The idea of what asthma is and how it should be treated could be due for a rethink, if the findings of a new research study are to be believed.
Conventional medicine maintains that the airways become inflamed in severe bouts of asthma, and can be treated with high doses of steroids. This view is so well accepted that doctors specifically look for this characteristic inflammation when diagnosing asthma.
But research from a study team at the National Jewish Centre for Immunology and Respiratory Medicine in Denver has found that inflammation may not always accompany an asthma attack. And if there is any inflammation, it will not always respond to steroids.
The team, led by Sally Wenzel, made the discovery after studying 14 patients with severe asthma who were treated with high doses of oral glucocorticoid. Not only did they not respond to steroids, their bodies also had an abnormal number of the cells known as neutrophils.

Region pointing data

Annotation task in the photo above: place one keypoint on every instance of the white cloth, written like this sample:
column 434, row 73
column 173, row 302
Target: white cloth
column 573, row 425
--
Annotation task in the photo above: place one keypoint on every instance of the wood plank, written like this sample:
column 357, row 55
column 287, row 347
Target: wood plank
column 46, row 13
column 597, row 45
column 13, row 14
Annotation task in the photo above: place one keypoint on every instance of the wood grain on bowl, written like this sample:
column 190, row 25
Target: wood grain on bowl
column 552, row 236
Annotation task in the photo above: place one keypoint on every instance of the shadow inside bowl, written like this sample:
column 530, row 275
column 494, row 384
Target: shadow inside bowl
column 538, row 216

**Apply what you read**
- A) Rewrite the portion of the asthma article that begins at the words "The idea of" and ends after "when diagnosing asthma.", replacing "steroids" with "corticosteroids".
- B) Supply the next part of the article on asthma research, picking up after its final sentence.

**Responses by item number**
- A)
The idea of what asthma is and how it should be treated could be due for a rethink, if the findings of a new research study are to be believed.
Conventional medicine maintains that the airways become inflamed in severe bouts of asthma, and can be treated with high doses of corticosteroids. This view is so well accepted that doctors specifically look for this characteristic inflammation when diagnosing asthma.

- B)
Homer Boushey from the Asthma Clinical Research Centre at the University of California said the research should alert doctors to look for other treatments if severe asthma persists after a course of high dose steroids.
The asthma, he says, could be caused by the activity of neutrophil cells. So “effective therapy may require treatment other than the administration of yet higher doses of glucocorticoids”. He hopes that further research could quickly follow on from these initial findings, which have shown the limitations of the current medical model for asthma (JAMA, 1998; 279: 883).